:: THE DATA

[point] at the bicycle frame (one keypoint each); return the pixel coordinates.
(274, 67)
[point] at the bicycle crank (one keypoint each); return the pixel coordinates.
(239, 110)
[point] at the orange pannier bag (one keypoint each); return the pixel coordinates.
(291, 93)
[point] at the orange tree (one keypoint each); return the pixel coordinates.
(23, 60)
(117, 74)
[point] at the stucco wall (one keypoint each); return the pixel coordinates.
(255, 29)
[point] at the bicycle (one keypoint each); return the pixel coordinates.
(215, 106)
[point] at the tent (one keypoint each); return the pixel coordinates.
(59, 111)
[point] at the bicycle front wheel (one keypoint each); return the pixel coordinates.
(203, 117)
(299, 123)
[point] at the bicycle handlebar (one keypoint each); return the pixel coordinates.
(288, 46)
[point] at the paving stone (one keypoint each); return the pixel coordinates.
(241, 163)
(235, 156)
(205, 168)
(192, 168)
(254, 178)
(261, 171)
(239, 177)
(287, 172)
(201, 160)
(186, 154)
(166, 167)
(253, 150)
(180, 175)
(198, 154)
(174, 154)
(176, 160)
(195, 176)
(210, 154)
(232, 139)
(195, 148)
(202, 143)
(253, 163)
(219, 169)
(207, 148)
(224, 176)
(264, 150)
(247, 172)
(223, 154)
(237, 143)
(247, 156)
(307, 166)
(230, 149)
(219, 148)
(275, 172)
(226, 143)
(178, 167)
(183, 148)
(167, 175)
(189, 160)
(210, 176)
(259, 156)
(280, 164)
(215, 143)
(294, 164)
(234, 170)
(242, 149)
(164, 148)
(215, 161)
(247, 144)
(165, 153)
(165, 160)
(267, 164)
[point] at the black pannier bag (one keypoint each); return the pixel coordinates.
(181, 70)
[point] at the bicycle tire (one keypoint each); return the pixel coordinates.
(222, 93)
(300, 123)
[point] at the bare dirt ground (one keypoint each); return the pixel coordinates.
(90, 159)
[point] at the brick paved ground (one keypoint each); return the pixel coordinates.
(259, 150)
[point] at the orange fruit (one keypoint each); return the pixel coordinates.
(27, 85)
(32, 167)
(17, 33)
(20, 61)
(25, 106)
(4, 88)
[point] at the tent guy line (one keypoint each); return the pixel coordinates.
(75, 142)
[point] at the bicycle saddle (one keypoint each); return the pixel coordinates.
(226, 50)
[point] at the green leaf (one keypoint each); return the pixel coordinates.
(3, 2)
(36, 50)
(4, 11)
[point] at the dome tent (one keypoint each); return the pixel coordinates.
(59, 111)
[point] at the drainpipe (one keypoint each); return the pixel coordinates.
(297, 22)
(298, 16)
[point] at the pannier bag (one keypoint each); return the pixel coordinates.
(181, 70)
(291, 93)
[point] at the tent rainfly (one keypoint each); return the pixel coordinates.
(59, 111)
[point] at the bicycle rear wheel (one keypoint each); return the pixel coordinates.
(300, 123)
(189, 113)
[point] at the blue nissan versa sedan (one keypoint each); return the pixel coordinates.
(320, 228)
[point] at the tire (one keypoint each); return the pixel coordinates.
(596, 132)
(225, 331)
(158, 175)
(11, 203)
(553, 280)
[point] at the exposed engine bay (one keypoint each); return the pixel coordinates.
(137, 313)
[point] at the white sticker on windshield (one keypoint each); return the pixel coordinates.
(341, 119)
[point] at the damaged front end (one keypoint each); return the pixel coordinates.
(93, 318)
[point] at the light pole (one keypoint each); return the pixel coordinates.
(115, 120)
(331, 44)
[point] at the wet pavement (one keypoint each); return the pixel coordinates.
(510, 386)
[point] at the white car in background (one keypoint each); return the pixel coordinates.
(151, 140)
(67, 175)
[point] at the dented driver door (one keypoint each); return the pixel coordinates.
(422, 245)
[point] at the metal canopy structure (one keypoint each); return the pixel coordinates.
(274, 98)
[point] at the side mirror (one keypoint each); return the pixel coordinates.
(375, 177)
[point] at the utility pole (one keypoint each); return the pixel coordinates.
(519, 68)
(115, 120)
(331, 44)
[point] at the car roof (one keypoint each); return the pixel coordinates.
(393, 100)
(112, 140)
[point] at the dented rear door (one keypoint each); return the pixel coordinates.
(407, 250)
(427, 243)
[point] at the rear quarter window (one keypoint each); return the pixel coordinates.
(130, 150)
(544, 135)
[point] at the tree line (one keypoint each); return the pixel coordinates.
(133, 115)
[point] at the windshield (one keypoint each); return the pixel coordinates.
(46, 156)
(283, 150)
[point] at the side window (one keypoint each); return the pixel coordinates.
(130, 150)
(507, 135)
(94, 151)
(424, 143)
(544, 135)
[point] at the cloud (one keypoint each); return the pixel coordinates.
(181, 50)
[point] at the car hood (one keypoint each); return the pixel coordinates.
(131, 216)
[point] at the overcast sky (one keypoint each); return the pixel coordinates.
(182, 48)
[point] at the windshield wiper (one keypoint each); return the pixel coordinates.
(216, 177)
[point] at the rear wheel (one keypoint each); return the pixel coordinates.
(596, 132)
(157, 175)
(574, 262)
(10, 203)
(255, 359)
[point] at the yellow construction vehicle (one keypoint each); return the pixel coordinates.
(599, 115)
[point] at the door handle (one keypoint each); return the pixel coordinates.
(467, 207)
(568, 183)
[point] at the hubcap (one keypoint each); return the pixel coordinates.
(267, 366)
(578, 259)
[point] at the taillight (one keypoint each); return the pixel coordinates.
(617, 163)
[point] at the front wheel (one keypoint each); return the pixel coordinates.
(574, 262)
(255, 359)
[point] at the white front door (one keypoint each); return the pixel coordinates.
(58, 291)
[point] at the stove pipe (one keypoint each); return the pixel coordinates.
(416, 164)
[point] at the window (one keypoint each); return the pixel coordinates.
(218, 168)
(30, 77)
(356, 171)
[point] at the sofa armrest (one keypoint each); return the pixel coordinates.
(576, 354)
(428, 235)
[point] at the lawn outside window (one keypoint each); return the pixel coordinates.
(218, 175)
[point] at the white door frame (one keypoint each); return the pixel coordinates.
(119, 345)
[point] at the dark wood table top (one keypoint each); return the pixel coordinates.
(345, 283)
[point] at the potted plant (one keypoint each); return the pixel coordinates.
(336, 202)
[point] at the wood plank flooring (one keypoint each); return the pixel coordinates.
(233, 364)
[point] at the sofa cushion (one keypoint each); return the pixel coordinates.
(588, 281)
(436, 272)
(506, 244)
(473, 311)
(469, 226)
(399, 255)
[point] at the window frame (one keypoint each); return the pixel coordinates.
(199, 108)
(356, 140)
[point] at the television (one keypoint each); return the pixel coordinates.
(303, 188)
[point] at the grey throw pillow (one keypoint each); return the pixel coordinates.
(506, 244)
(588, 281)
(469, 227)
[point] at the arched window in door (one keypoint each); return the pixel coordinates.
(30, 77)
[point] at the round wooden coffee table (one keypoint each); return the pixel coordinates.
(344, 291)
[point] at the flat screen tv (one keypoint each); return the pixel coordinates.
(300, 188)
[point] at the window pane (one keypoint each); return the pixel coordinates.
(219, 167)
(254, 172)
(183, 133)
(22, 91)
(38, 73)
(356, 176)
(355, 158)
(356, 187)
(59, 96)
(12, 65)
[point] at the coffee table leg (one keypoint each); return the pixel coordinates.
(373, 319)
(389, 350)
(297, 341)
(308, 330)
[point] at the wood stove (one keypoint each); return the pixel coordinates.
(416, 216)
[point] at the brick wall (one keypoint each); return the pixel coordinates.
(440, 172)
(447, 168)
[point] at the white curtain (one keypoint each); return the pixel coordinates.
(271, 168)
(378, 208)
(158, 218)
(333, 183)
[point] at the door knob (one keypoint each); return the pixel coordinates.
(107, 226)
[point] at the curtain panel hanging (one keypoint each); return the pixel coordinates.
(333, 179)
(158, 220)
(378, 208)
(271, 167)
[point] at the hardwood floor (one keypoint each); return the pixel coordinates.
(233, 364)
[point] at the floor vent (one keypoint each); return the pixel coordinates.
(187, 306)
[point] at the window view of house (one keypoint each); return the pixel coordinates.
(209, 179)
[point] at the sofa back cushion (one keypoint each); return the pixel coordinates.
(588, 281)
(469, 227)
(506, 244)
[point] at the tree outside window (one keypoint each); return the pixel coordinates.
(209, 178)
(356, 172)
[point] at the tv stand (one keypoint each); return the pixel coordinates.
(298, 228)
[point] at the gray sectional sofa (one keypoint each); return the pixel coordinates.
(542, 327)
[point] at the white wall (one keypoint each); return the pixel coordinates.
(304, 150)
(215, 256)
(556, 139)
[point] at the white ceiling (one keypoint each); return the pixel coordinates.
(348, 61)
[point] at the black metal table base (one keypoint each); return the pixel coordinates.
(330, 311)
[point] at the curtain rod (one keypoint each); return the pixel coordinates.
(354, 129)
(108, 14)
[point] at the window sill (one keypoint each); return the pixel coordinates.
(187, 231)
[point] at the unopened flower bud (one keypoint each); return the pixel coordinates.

::::

TASK DIRECTIONS: Starting at the line that contains "[point] at the tree outside", write out every line through the end of the entries, exactly and with nothing added.

EXERCISE OUTPUT:
[point] at the tree outside window (one keypoint each); return the pixel coordinates.
(209, 178)
(356, 172)
[point] at the tv stand (one keypoint each); return the pixel coordinates.
(298, 228)
[point] at the gray sectional sofa (one keypoint each); return the pixel coordinates.
(542, 327)
[point] at the white wall (one keypoint each); return the pixel coordinates.
(304, 150)
(215, 256)
(556, 139)
[point] at the white ceiling (one keypoint each); return the pixel coordinates.
(348, 61)
[point] at the black metal table base (one keypoint each); return the pixel coordinates.
(330, 311)
[point] at the curtain rod (one keypoint each); return the pixel coordinates.
(354, 129)
(108, 14)
[point] at the window sill (one keypoint each); return the pixel coordinates.
(187, 231)
[point] at the unopened flower bud (one keypoint each); return the pixel coordinates.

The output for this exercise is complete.